* _EXERCISES_
1. In the case summary, copy everything from "The case was" down to "Pacific National Bank.", renaming "Appeals Court" as "Housing Court" throughout.
2. Answer these questions from the case summary:
(a) In which court division was the complaint for instructions filed, and on what date?
(b) Who heard the case?
(c) Who appeared for Security Pacific National Bank?

Summary of this case from Western United Life Assurance Company v. HaydenOpinion
May 2, 1988.
June 30, 1988.
Present: HENNESSEY, C.J., WILKINS, NOLAN, LYNCH, JJ.
Trust, Spendthrift provisions, Distribution.
A beneficiary of two testamentary trusts validly assigned her share of the trusts to a bank when she created two inter vivos trusts naming the bank as trustee and, accordingly, the bank was entitled to the distribution of the beneficiary's share in the testamentary trusts to administer in accordance with the terms of the inter vivos trusts where, although language in the will creating the testamentary trusts provided evidence of the settlor's intent to protect the trust income and principal from invasion by creditors of her beneficiaries, it provided no evidence that she intended to prohibit her beneficiaries from voluntarily assigning their interests in the testamentary trusts. [708-710]
COMPLAINT for instructions filed in the Suffolk Division of the Probate and Family Court Department on May 1, 1986.
The case was heard by Mary Beatty Muse, J., on a statement of agreed facts and was reported by her to the Appeals Court. The Supreme Judicial Court granted a request for direct review.
Nonnie S. Burns ( Daniel T. Heffernan with him) for the defendant.
Thomas H. Hannigan, Jr. ( Edward J. Joyce with him) for Security Pacific National Bank.
John S. Tuohy, for Bank of New England, was present but did not argue.

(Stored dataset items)
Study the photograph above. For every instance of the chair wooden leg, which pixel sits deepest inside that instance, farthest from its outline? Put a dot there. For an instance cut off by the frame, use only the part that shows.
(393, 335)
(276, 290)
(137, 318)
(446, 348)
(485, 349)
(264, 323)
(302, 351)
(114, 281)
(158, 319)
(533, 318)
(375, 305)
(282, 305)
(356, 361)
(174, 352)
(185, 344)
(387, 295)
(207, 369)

* _RESULTS_
1.
The case was heard by Mary Beatty Muse, J., on a statement of agreed facts and was reported by her to the Housing Court. The Supreme Judicial Court granted a request for direct review.
Nonnie S. Burns ( Daniel T. Heffernan with him) for the defendant.
Thomas H. Hannigan, Jr. ( Edward J. Joyce with him) for Security Pacific National Bank.

2.
(a) It was filed in the Suffolk Division of the Probate and Family Court Department on May 1, 1986.
(b) Mary Beatty Muse, J., heard the case.
(c) Thomas H. Hannigan, Jr., with Edward J. Joyce, appeared for Security Pacific National Bank.